▶ _Exercise aim_
In full and without change, return each entry.

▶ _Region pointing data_
======

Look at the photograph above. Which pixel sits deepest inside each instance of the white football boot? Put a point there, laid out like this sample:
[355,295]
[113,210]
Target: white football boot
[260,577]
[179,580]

======

▶ _Response to the task_
Look at the photograph above. Which pixel sits deepest inside each instance of the white football boot? Put a point there, laid out like this sample:
[355,295]
[113,210]
Target: white football boot
[260,577]
[179,580]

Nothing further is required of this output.